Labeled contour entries
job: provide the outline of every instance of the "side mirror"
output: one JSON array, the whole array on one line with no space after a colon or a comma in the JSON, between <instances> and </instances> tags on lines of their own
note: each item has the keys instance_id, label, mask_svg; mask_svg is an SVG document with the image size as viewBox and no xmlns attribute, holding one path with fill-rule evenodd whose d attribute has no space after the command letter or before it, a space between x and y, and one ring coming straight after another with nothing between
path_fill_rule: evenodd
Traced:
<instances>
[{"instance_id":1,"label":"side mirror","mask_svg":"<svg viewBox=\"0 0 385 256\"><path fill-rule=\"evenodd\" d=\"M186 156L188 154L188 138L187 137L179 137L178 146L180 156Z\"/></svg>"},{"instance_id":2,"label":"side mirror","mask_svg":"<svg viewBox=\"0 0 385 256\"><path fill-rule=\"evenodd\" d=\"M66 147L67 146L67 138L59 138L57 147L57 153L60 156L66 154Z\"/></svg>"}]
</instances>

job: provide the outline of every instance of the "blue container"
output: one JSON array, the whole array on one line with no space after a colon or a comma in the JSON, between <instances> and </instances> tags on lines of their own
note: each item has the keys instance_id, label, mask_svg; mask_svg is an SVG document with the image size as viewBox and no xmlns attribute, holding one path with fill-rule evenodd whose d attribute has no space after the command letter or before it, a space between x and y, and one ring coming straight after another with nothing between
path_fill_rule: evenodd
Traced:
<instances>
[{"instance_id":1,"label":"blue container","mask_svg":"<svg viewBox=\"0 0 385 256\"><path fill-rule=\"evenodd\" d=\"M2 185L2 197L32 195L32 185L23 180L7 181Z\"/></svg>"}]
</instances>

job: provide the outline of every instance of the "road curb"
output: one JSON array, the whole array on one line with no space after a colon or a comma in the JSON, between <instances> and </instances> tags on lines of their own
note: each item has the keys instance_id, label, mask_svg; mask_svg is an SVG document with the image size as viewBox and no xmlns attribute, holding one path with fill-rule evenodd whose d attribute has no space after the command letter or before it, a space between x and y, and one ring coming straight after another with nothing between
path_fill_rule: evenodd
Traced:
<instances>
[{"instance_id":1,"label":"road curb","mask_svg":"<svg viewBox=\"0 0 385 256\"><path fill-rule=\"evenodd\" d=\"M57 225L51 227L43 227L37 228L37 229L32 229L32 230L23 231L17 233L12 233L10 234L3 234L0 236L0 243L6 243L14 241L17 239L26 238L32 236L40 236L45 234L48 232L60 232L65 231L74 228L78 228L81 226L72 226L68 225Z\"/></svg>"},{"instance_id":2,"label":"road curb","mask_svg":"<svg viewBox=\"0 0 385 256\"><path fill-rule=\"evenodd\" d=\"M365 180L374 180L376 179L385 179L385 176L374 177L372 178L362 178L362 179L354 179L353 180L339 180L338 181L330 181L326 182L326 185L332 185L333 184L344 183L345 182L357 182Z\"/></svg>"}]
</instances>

• **WHAT IS BEING ASKED**: Copy every line exactly. Leave nothing out.

• **RESULT OF THIS TASK**:
job: provide the outline of every instance of the "side mirror"
output: one JSON array, the whole array on one line with no space after a colon or a comma in the JSON, between <instances> and </instances> tags on lines of their own
note: each item has the keys instance_id, label, mask_svg; mask_svg is an SVG document with the image size as viewBox and no xmlns attribute, holding one path with fill-rule evenodd whose d attribute has no space after the command letter or before it, a space between x and y, and one ring coming straight after another with nothing between
path_fill_rule: evenodd
Traced:
<instances>
[{"instance_id":1,"label":"side mirror","mask_svg":"<svg viewBox=\"0 0 385 256\"><path fill-rule=\"evenodd\" d=\"M186 156L188 154L188 138L187 137L179 137L178 146L180 156Z\"/></svg>"},{"instance_id":2,"label":"side mirror","mask_svg":"<svg viewBox=\"0 0 385 256\"><path fill-rule=\"evenodd\" d=\"M66 147L67 146L67 138L59 138L57 147L57 153L60 156L66 154Z\"/></svg>"}]
</instances>

job: provide the outline of every instance of the "blue container"
output: one JSON array, the whole array on one line with no space after a colon or a comma in the JSON, between <instances> and </instances> tags on lines of their own
note: each item has the keys instance_id, label, mask_svg; mask_svg is an SVG document with the image size as viewBox and no xmlns attribute, holding one path with fill-rule evenodd whose d attribute has no space after the command letter or before it, a space between x and y, and one ring coming straight after another with nothing between
path_fill_rule: evenodd
Traced:
<instances>
[{"instance_id":1,"label":"blue container","mask_svg":"<svg viewBox=\"0 0 385 256\"><path fill-rule=\"evenodd\" d=\"M2 185L2 197L32 195L32 185L23 180L7 181Z\"/></svg>"}]
</instances>

job: provide the outline of every instance of the "road curb"
output: one JSON array, the whole array on one line with no space after a colon or a comma in the JSON, between <instances> and </instances> tags on lines of their own
note: each item has the keys instance_id, label, mask_svg; mask_svg is an SVG document with the image size as viewBox and no xmlns attribute, holding one path with fill-rule evenodd whose d attribute has no space after the command letter or before it, a space between x and y, and one ring coming straight after another with nothing between
path_fill_rule: evenodd
Traced:
<instances>
[{"instance_id":1,"label":"road curb","mask_svg":"<svg viewBox=\"0 0 385 256\"><path fill-rule=\"evenodd\" d=\"M57 225L51 227L43 227L37 228L37 229L32 229L32 230L23 231L17 233L12 233L10 234L3 234L0 236L0 243L6 243L14 241L17 239L26 238L32 236L40 236L45 234L48 232L60 232L65 231L74 228L78 228L81 226L72 226L68 225Z\"/></svg>"},{"instance_id":2,"label":"road curb","mask_svg":"<svg viewBox=\"0 0 385 256\"><path fill-rule=\"evenodd\" d=\"M365 180L374 180L376 179L385 179L385 176L374 177L372 178L362 178L362 179L354 179L353 180L339 180L338 181L330 181L326 182L326 185L332 185L333 184L344 183L345 182L357 182Z\"/></svg>"}]
</instances>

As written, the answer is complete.